_TASK BRIEF_. Skip every image and restate the data word for word.

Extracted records
============================================================

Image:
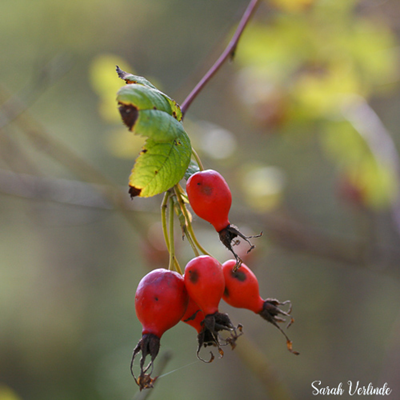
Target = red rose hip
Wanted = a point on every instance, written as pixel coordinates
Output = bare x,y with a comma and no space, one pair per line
211,199
242,291
205,284
161,300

============================================================

_TASK RESPONSE_.
Image:
Target = red rose hip
Wanted = a point on every instance, written as pixel coordinates
Output = bare x,y with a comma and no space, one pair per line
211,199
242,291
205,284
161,300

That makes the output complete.